## Material supplied:
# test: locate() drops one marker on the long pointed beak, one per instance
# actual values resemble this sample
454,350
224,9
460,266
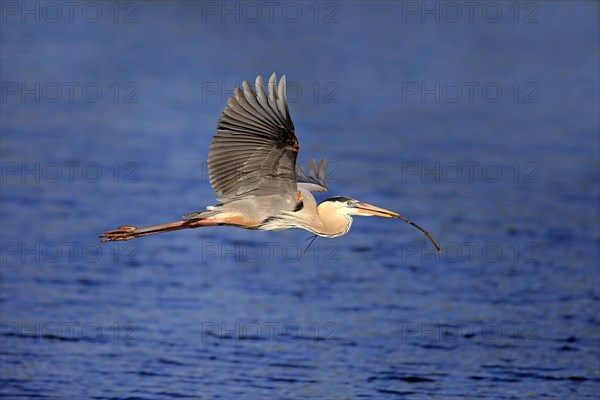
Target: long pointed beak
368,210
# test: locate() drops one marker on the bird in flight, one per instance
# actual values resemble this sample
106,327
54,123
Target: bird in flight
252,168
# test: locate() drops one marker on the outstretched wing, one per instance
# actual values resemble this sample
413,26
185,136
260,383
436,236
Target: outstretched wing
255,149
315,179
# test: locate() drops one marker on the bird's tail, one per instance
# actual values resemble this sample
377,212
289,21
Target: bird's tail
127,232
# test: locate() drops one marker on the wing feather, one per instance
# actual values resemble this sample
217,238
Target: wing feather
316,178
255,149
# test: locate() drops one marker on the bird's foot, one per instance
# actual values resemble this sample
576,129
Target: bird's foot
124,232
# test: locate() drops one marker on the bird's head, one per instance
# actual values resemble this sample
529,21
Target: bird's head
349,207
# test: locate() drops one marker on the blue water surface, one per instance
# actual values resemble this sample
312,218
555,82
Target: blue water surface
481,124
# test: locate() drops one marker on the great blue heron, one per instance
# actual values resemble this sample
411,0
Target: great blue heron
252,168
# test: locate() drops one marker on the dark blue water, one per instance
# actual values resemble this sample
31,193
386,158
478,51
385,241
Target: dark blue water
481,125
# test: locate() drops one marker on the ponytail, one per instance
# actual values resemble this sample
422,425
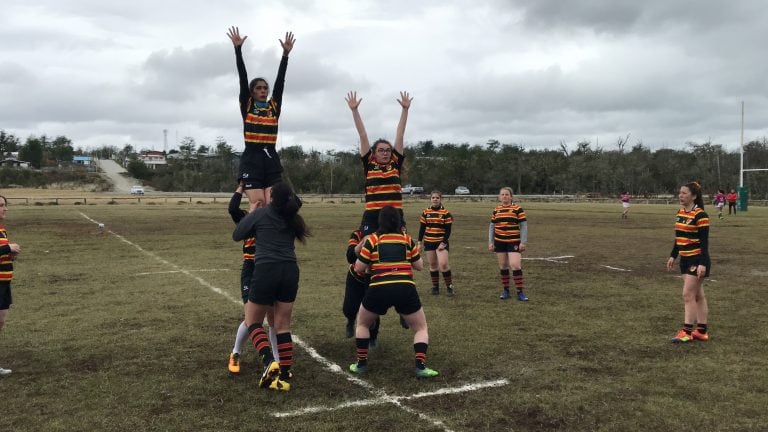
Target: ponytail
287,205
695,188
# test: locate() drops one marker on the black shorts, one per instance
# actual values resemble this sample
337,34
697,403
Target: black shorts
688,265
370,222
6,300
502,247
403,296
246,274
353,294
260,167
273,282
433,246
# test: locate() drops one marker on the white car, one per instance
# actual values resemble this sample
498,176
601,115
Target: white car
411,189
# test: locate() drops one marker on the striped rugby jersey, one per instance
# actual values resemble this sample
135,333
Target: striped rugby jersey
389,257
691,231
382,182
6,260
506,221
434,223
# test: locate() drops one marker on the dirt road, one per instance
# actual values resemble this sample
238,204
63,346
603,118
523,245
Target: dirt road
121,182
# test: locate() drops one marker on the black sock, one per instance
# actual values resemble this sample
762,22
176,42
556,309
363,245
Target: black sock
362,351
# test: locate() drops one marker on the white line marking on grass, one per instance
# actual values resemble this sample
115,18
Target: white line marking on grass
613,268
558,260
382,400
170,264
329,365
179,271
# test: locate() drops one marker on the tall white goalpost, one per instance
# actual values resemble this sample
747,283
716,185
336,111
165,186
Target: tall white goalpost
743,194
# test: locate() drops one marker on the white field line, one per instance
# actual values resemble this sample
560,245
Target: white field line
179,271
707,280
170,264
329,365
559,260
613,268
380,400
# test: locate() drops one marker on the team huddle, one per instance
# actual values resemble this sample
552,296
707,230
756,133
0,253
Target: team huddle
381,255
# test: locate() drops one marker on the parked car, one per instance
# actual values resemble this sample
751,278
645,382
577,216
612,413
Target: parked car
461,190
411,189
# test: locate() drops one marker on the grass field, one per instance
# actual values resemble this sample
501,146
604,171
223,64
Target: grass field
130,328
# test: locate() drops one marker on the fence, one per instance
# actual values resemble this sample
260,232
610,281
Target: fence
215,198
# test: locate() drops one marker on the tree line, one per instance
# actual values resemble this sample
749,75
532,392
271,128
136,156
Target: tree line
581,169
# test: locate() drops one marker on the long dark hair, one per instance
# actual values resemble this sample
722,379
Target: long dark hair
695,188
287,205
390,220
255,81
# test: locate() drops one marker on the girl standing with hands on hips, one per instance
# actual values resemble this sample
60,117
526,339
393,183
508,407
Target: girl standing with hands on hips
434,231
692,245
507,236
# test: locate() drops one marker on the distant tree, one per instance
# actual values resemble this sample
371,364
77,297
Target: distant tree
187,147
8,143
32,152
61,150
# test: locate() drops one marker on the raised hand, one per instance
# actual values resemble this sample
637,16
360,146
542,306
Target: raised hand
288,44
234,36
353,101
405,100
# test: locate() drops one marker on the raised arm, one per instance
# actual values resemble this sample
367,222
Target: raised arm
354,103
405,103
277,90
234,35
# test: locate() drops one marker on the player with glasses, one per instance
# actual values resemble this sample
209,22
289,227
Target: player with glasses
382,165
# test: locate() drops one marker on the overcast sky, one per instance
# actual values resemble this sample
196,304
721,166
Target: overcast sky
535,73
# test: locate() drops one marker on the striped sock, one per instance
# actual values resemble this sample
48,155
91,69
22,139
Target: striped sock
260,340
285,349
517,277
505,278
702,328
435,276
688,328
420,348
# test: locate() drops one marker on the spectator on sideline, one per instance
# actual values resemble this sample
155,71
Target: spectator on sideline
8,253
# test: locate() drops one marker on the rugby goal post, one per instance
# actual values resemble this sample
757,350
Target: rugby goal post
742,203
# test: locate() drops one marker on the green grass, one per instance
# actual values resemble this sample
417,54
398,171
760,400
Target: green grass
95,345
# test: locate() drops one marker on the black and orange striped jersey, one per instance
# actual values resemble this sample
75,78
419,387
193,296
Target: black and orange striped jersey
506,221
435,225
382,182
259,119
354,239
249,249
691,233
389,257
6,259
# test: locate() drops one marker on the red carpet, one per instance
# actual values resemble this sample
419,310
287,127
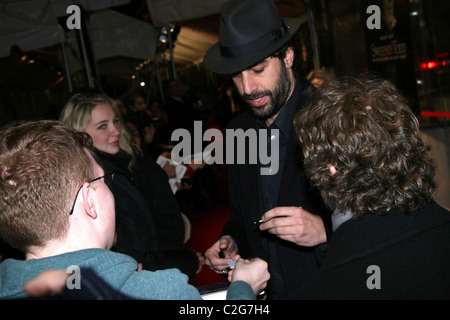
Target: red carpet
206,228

## Task goal:
Would you print all the entries again exactly, minus any pictures?

## Finished task:
# test: locate() drops one marker on the long pointed beak, one per instance
# actual values resemble this sample
454,350
224,9
460,266
Target: long pointed beak
368,210
# test: locate() drops one marker on the bird in flight, one per instance
# actual values resemble this sample
106,327
54,123
Target: bird in flight
252,168
# test: locate() drops one marker on the outstretched wing, one per instance
# actual values resemble this sample
413,26
185,136
260,383
436,236
Target: outstretched wing
255,149
315,179
# test: locate() drops one marker on the bird's tail, one per instance
# actual values resemble this sample
377,212
289,21
Target: bird's tail
127,232
# test: locate() drops one marker on the wing feather, one per instance
# actual values resemble this sample
217,238
Target: wing feather
316,178
255,149
# test: locate() drops one marker on the bird's foot, one per instance
# actual values resemble this sample
576,129
Target: bird's foot
124,232
# test: locate() drops one marker on the bird's head, one per instance
# actual values resemble this sample
529,21
Target: bird's head
349,207
# test: locate() drops one marker on the blue water surface, one per instance
# actual values resemble this sample
312,218
555,82
Target: blue water surface
481,124
# test: locate() drops one marker on the great blue heron, one per instance
# actual values resemble this sample
411,0
Target: great blue heron
252,168
# test: locate() drops one marker on the dark blue water, one per instance
# actual values resemble this sample
31,193
386,158
478,51
385,241
Target: dark blue water
481,125
# test: locate() drops one marker on the ponytail, one per instance
# actual values resemble this sample
422,425
Target: ponytail
287,205
695,188
# test: locate() drops one marker on the black shorts, one per instance
# actual values resemble this sample
337,34
697,403
Target: black shorts
688,265
370,222
6,300
502,247
403,296
246,274
353,294
260,167
273,282
433,246
# test: locate() drops one marker on the white car, one per instance
# actual values resemble this sample
498,176
601,115
Target: white car
411,189
# test: locate() drops one marker on the striped rugby jersey, one per instance
# actual values resemble this sample
135,333
Target: striped rugby jersey
389,257
691,231
382,182
6,260
506,221
434,223
# test: locate() drops one marker on the dirt road, one per instance
# actual values resemble this sample
238,204
63,346
603,118
523,245
Target: dirt road
121,182
# test: locate() drops one marker on the black sock, one per instance
# actual values resemble this sample
762,22
176,42
556,309
363,245
Target: black sock
362,351
# test: locate() drops one marker on the white line marking on grass, one per instance
# actual values resemble this sample
115,18
Target: white line marking on grass
613,268
558,260
382,400
170,264
329,365
179,271
# test: locate() drops one marker on the tall white goalpost, one per instance
# actual values resemble this sample
747,283
716,185
336,111
165,186
Target: tall white goalpost
743,194
# test: locate() drops one marker on the white field line, one per instance
# actual values resemble this sample
560,245
Target: white field line
179,271
707,280
170,264
329,365
559,260
613,268
380,400
# test: locate() drops one marker on the team huddle, one per instance
# actual values resemble this sample
552,296
707,230
756,133
0,253
Target: team huddle
381,255
# test: locate() drops one marker on the parked car, one per instance
# actual values resemble this sample
751,278
645,382
577,216
612,413
Target: parked car
461,190
411,189
# test: locate() drops one marker on the grass field, one per instance
# actual values resemble this sample
501,146
604,171
223,64
Target: grass field
130,328
# test: locate() drops one marker on the fence, one per instance
# actual values resemble this sample
260,232
610,281
Target: fence
215,198
# test: locate() drops one marker on the tree line, one per instance
# actual values resemble this sample
749,75
532,392
271,128
136,156
Target: tree line
581,169
# test: locate() drops one marker on the long dark hair, one per instance
# actual values resemble this sample
722,379
Target: long dark hair
695,188
287,205
390,220
255,81
# test: locate() drops one marker on the girl standing with hands on hips, one per instance
# actual values resemble this sample
60,117
526,339
393,183
508,407
Target: girl standing with hands on hips
434,231
692,245
507,236
# test: locate() drops one marker on the distant tree, one per instance
# actual values resemble this sample
371,364
77,297
Target: distant tree
187,147
8,143
32,152
61,150
# test: locate() drops one marker on the raised hand, one per instance
# actual values resemble this sample
637,16
360,146
542,306
Target: raised hand
288,44
234,36
353,101
405,100
# test: locate() drops one marker on the raised arm, one per instance
# actual values resemble this sample
367,222
Target: raised arm
354,103
405,103
277,90
234,35
# test: locate() drops one marker on the player with glasses, one per instance
# actual values resemble this sample
209,22
289,227
Target: player with glasses
382,165
# test: locate() drops one marker on the overcast sky, one per instance
# actual values resemble this sample
196,304
721,166
Target: overcast sky
535,73
# test: locate() drops one marker on the striped sock, one per instance
# actual values resemble this sample
48,155
91,69
22,139
Target: striped sock
260,340
285,349
517,277
505,278
702,328
435,276
688,328
420,348
# test: locate() drops one marker on the spectator on sideline, one per instance
# actual values resemble this sample
155,71
Target: spectator on sideline
8,253
# test: locate() drops one marker on the rugby goal post, one per instance
# actual values resemble this sample
757,350
Target: rugby goal post
742,203
# test: locate() drops one marker on the green grass, one per instance
# actual values resemble this sample
417,54
398,171
760,400
Target: green grass
95,345
# test: locate() drops one marker on the black and orange striped jersey, one per instance
# actual values resemble this sample
75,78
419,387
193,296
Target: black and orange striped jersey
506,221
435,225
382,182
259,119
354,239
249,249
691,233
389,257
6,259
# test: locate() drops one marker on the red carpet, one per instance
# actual values resemble this sample
419,310
287,127
Target: red carpet
206,228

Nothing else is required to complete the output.